Data:

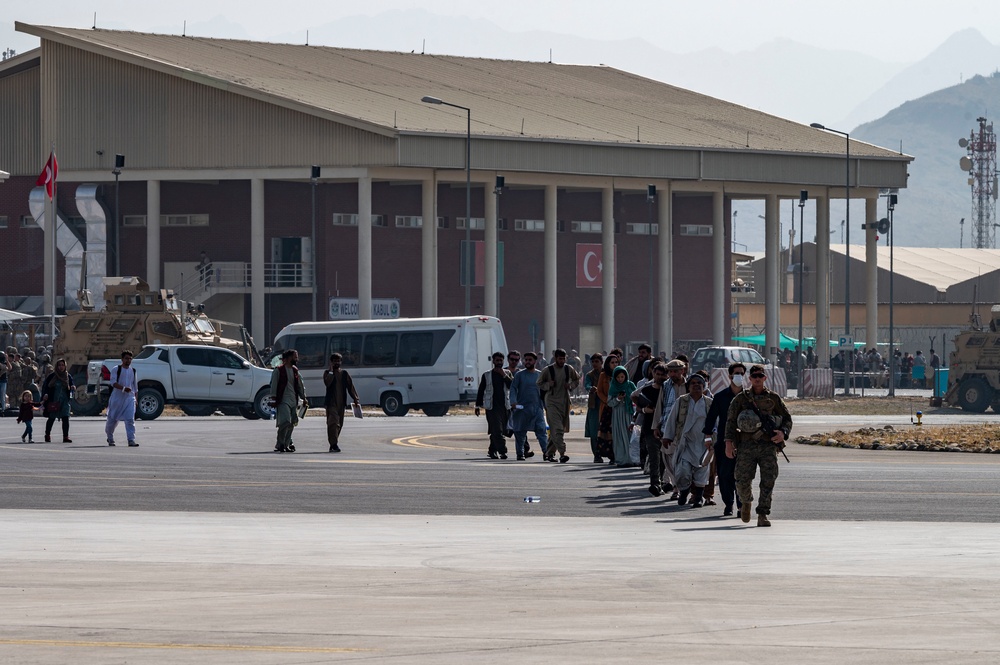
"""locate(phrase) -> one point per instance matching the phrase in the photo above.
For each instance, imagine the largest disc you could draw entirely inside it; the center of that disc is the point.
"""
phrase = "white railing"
(229, 276)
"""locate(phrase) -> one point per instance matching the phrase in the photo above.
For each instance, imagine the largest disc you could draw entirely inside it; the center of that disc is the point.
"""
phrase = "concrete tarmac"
(156, 587)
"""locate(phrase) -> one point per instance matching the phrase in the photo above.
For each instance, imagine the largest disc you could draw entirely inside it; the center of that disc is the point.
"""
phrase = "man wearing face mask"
(716, 422)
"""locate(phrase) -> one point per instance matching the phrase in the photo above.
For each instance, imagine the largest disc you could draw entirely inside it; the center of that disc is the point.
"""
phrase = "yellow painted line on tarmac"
(420, 441)
(166, 645)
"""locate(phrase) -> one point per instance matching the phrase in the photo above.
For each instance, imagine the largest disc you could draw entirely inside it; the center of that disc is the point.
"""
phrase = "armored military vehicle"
(133, 317)
(974, 366)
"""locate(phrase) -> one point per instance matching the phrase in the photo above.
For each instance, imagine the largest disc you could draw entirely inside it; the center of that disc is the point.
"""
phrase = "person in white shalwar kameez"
(121, 403)
(684, 427)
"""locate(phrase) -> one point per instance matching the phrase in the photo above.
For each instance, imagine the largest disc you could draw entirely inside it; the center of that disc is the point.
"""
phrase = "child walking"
(25, 414)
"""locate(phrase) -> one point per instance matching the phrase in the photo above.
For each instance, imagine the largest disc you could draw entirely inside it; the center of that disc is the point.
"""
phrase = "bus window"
(380, 349)
(312, 350)
(348, 346)
(416, 349)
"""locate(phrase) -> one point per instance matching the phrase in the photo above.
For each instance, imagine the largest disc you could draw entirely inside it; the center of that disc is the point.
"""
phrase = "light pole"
(467, 263)
(497, 191)
(892, 352)
(650, 200)
(847, 262)
(119, 165)
(803, 197)
(314, 176)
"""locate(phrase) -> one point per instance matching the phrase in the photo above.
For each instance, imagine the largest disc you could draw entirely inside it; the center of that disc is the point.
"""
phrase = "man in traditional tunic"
(339, 387)
(557, 380)
(121, 402)
(685, 429)
(286, 391)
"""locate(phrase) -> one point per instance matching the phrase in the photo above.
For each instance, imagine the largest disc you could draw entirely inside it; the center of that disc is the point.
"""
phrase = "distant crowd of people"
(647, 414)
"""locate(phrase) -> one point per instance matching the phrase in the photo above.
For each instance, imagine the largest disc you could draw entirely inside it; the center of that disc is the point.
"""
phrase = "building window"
(529, 224)
(184, 220)
(478, 223)
(409, 222)
(642, 229)
(351, 219)
(587, 227)
(696, 229)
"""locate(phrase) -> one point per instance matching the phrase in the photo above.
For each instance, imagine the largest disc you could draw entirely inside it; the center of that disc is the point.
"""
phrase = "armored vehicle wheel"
(149, 404)
(262, 404)
(248, 413)
(974, 395)
(436, 410)
(84, 403)
(198, 409)
(392, 404)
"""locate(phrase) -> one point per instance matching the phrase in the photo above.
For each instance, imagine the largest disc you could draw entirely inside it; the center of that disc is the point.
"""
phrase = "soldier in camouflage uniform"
(746, 441)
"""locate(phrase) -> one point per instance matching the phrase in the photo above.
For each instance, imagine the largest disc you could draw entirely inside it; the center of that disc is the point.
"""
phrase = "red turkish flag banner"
(590, 265)
(48, 175)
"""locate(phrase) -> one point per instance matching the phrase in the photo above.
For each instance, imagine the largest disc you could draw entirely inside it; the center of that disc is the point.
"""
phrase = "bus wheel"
(392, 404)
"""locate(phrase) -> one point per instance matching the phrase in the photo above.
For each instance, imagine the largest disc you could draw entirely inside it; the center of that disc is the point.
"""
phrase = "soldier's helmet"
(748, 421)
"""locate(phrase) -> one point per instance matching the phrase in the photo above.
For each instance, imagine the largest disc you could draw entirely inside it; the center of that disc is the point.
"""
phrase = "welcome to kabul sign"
(348, 308)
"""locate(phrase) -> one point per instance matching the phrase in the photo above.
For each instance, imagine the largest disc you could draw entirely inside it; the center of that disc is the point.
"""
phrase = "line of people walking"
(647, 414)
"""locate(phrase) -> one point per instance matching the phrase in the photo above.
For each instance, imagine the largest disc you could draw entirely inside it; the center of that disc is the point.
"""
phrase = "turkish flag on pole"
(48, 175)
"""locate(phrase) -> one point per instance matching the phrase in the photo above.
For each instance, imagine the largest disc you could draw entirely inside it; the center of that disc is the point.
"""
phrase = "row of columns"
(664, 323)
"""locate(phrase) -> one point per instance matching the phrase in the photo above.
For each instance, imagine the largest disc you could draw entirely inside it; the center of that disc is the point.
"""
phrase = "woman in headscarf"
(620, 401)
(604, 434)
(57, 389)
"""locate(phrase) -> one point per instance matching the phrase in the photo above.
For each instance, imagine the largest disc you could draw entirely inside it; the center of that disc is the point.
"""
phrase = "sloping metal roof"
(940, 267)
(382, 91)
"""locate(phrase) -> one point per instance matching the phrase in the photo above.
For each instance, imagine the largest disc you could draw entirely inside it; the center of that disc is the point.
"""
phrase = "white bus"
(398, 364)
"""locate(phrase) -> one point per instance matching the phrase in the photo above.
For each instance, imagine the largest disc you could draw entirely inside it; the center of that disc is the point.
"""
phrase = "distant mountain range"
(922, 107)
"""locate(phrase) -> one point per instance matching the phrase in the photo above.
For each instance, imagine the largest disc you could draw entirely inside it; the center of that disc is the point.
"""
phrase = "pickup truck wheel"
(198, 409)
(248, 413)
(262, 404)
(436, 410)
(392, 404)
(149, 404)
(974, 395)
(84, 403)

Written instruction: Take the records above and transcribe them exactly, dropping every picture.

Task solution:
"""locate(phrase) -> one point per instance matching the phrase in the photo above.
For each instance, imagine the largest disc you could draw entirely inside it; the center of that disc is the point.
"""
phrase = "white railing"
(229, 276)
"""locate(phrase) -> one point per instance matching the phrase in the photo above.
For each instance, imagine the largest disc you could draw entirely inside it; the center of that disc is the point.
"""
phrase = "concrete tarmac"
(156, 587)
"""locate(phrase) -> one point per instance matching the phrase in the photo above.
For each instance, imagine the largest disc you could draw entirely inside it; the center of that disc is the point.
"""
phrase = "man wearing face mask"
(716, 422)
"""locate(phrase) -> one point per instance matching the phrase in the photo above.
For each instance, imagine the largest disc you could draw entirely inside it; the center of that disc is the point.
"""
phrase = "yellow painted line on tarmac"
(420, 441)
(166, 645)
"""locate(phrase) -> one point per instance matching the phrase in the photo above.
For each instance, imagine the largest disc you could draw entirely inside it; the center of that disc is the point.
"""
phrase = "armored military vehicle"
(133, 317)
(974, 366)
"""locate(phrase) -> one point per instance matching the phrase in the photo above.
For each instance, imagine the largest disc you could draw entirely inside it; the center of that disc is the point.
"""
phrase = "person in white shalwar kameez"
(121, 403)
(684, 427)
"""locate(phrase) -> one point per instance matching the phrase in the photo above.
For each instance, imagine the largest disc you could draw entirely inside it; the center of that disc is the point.
"""
phrase = "child walking"
(25, 414)
"""locate(phrase) -> one point per instance matching the phrase in the photo above.
For each instance, imagine the largest disc you could draw entirely inside it; the center of that disc is the point.
"""
phrase = "bus window"
(380, 349)
(312, 350)
(348, 346)
(416, 349)
"""locate(phrase) -> one point per instance matching the phrase in the photo above.
For each instance, imagine the largest disc you could draw entirely inside it; the center of that disc is the point.
"""
phrase = "light pole"
(467, 263)
(497, 191)
(892, 352)
(650, 200)
(847, 262)
(119, 165)
(803, 197)
(314, 176)
"""locate(phrase) -> one point per instance matching the phrase in the photo above.
For each instance, imagine the largest disc you could draw entirely inside it; the center of that disc is the point.
"""
phrase = "man in traditional tunic"
(339, 387)
(557, 380)
(121, 402)
(685, 429)
(286, 391)
"""locate(phrase) -> one point per instance matching the phrase in the photo above.
For each instance, imagine the largest disc you could draw entirely inside it; the center of that disc is the point.
"""
phrase = "distant crowd of people"
(647, 414)
"""locate(phrase) -> one point per instance matching the phrase in the photo above.
For each instance, imagine the largest disc you could draw entirely inside it; the center of that disc is the point.
"""
phrase = "building window"
(529, 224)
(184, 220)
(478, 223)
(409, 222)
(642, 229)
(351, 219)
(587, 227)
(696, 229)
"""locate(phrase) -> one point per instance matching the phrase in the photo above.
For each instance, imagine the largest disc you could draw entirely inside it; the center of that disc is the point.
"""
phrase = "armored vehicle wheel"
(149, 404)
(262, 404)
(248, 413)
(974, 395)
(436, 410)
(84, 403)
(198, 409)
(392, 404)
"""locate(phrase) -> one point per instance matching the phrase in the photo above.
For each instance, imagine the largest disc you could draw entirely inside it; the center of that disc is the point.
"""
phrase = "soldier in camouflage uniform"
(746, 441)
"""locate(phrase) -> one point per instance matching the phrase in the photo above.
For each instance, imagine the largest disc you could draw entirely inside it; the center of that disc is the point.
"""
phrase = "red turkish flag banner"
(590, 265)
(48, 175)
"""locate(phrase) -> one point per instance matching the phrase in the photo above.
For each instance, imagine the largest disc you could draw entirely inside it; the center of that disc is the point.
"""
phrase = "bus wheel"
(392, 404)
"""locate(phrase) -> one point per instance matching the phrase in the photo above.
For each instance, imagine the largest disc you could draw entirely inside it; the center of that disc is the point.
"""
phrase = "soldier's helmet"
(748, 421)
"""locate(phrase) -> one point per instance matching the phrase in the photo above.
For each instance, imagine the largest disc you could draw entirely inside it; the center of that disc is the point.
"""
phrase = "welcome to kabul sign"
(348, 308)
"""locate(phrase) -> one point per instance matching the phrase in the photo above.
For each instance, imagine the largest disc you could draw entirely inside it; the center of that disc is the point.
"""
phrase = "line of people walking"
(647, 414)
"""locate(phrase) -> one point per instance matching the phrase in the photo above.
For each instance, imagine the largest disc you could draw entirely inside it; the center of that disc is the point.
"""
phrase = "turkish flag on pole"
(48, 175)
"""locate(phrase) -> one point per instance matching the phrase in the photo above.
For each instance, imagine the largest disc you could draw entirely inside it; the center of that disc is the point.
"""
phrase = "row of columns"
(664, 323)
"""locate(phrase) -> one point per instance matching the phrase in the photo above.
For each instance, imagine the largest disc you could draw entirely inside it; the center of that disc is the point.
"""
phrase = "woman in headscarf"
(620, 401)
(604, 434)
(57, 389)
"""locate(phrase) -> one point per instance matching the phrase in the photo above.
For each instance, imagine the largest disc you could draw entirely inside it; the center of that disc is the point.
"""
phrase = "sloping metal roof"
(940, 267)
(382, 91)
"""locate(phrase) -> one point per instance matching the phrase in the photo above.
For each instance, imagine the largest disc you could draw entirely inside it; the center of that disc is the point.
"""
phrase = "white bus"
(398, 364)
"""locate(phrase) -> one point per instance matching the phrase in the photo above.
For each instance, imagine the largest disc you could draw entirely inside it; the center of that disc is the point.
"""
phrase = "distant mountain range"
(922, 107)
"""locate(phrase) -> one point per instance matching the phrase in the photo above.
For each instance, imagine the largest disc you could draw entirely inside it; the center of that disc is the point.
"""
phrase = "pickup truck wheel"
(198, 409)
(248, 413)
(262, 404)
(436, 410)
(392, 404)
(149, 404)
(974, 395)
(84, 403)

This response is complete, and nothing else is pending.